- _What needs to be done_
Reproduce the tribunal decision below word for word, everything from "The decision" down to "UI-2021-001278 (EA/06025/2021)".

- _Supplied passage_
════════════════════

The decision



Upper Tribunal
(Immigration and Asylum Chamber) Appeal Number: UI-2021-001246 (EA/03896/2021)
UI-2021-001272 (EA/03897/2021)
UI-2021-001278 (EA/06025/2021)
UI-2021-001273 (EA/06020/2021)
UI-2021-001279 (EA/06029/2021)

THE IMMIGRATION ACTS

Heard at Field House
On the 19 April 2022
Decision & Reasons Promulgated
On the 17 August 2022





Before

UPPER TRIBUNAL JUDGE CANAVAN


Between


AMINA KOUSAR
(AND ONE CHILD)
First Appellant
SAJIDA PARVEEN
(AND TWO CHILDREN)
Second Appellant

and


ENTRY CLEARANCE OFFICER
Respondent

Representation:
For the appellant: Mr E. Nicholson, instructed by Ali & Ali Solicitors
For the respondent: Mr E. Tufan, Senior Home Office Presenting Officer


DECISION AND REASONS
1. The first and third appellants are the sisters of a Spanish citizen who is resident in the UK. The remaining appellants are their dependent children. The appellants appealed the respondent’s decisions (March 2021) to refuse to issue family permits as the extended family members of an EEA national.

════════════════════

- _Recorded information_
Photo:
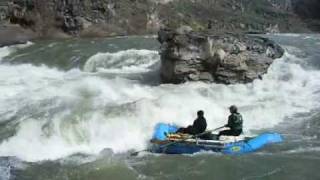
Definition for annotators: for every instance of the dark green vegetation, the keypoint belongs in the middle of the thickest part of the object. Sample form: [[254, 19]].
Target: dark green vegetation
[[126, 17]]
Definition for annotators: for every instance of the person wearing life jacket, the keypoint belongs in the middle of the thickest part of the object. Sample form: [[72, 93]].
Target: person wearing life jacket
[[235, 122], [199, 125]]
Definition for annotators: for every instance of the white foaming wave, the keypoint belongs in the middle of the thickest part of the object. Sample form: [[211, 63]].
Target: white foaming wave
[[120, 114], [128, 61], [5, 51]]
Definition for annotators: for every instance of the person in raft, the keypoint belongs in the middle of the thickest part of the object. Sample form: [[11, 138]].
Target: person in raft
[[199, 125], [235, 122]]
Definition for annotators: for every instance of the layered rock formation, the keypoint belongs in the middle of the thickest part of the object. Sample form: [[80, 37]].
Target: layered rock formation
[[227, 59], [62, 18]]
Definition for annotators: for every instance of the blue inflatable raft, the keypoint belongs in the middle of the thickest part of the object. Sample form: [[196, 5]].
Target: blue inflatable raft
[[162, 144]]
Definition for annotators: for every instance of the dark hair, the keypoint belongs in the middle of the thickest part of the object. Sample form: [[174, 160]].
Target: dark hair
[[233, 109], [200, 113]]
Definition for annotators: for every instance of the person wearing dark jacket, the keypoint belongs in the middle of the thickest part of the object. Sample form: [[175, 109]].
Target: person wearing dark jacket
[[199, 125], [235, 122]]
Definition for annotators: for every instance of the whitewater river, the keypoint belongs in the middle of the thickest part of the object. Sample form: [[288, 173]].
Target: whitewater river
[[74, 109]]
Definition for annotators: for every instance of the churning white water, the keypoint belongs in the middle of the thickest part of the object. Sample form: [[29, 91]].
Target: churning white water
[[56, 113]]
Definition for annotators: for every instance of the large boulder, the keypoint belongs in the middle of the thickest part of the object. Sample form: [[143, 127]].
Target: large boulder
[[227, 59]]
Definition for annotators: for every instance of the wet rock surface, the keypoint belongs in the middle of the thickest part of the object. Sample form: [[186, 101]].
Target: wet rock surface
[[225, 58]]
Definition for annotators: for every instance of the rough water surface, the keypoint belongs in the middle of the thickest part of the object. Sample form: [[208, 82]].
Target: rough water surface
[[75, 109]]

════════════════════

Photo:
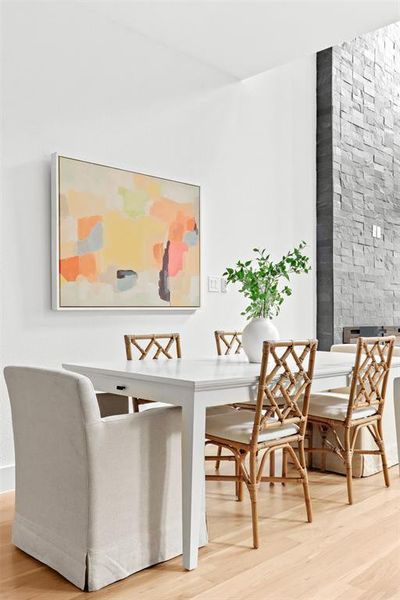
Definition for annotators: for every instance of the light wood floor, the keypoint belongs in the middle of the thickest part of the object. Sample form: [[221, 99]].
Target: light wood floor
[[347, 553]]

════════════════════

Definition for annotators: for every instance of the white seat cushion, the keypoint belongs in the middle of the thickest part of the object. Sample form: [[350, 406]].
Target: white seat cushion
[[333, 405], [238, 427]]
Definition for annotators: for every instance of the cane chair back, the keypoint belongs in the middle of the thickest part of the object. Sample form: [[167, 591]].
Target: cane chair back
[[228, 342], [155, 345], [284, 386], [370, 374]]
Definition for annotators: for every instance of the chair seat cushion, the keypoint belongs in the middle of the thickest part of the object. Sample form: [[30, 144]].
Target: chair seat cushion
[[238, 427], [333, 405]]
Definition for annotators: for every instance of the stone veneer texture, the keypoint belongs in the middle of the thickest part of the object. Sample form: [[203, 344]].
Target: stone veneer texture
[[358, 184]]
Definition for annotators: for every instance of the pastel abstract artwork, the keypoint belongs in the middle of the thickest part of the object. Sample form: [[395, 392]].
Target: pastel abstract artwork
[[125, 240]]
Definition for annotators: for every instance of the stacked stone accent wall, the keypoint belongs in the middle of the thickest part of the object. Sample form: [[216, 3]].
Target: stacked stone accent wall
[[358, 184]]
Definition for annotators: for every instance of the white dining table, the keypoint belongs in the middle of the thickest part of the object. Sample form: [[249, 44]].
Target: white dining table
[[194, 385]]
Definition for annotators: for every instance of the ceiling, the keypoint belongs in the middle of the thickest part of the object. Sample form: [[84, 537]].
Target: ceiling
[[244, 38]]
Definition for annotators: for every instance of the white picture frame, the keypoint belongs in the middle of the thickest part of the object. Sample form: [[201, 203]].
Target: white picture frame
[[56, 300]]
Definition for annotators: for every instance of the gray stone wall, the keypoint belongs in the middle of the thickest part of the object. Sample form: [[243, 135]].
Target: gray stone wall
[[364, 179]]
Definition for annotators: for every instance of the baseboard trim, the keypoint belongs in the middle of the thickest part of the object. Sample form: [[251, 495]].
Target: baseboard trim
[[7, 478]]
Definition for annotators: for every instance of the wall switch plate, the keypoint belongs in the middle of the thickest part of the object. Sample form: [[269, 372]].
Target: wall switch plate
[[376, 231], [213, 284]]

════════════════════

- _Task solution_
The decision



Upper Tribunal
(Immigration and Asylum Chamber) Appeal Number: UI-2021-001246 (EA/03896/2021)
UI-2021-001272 (EA/03897/2021)
UI-2021-001278 (EA/06025/2021)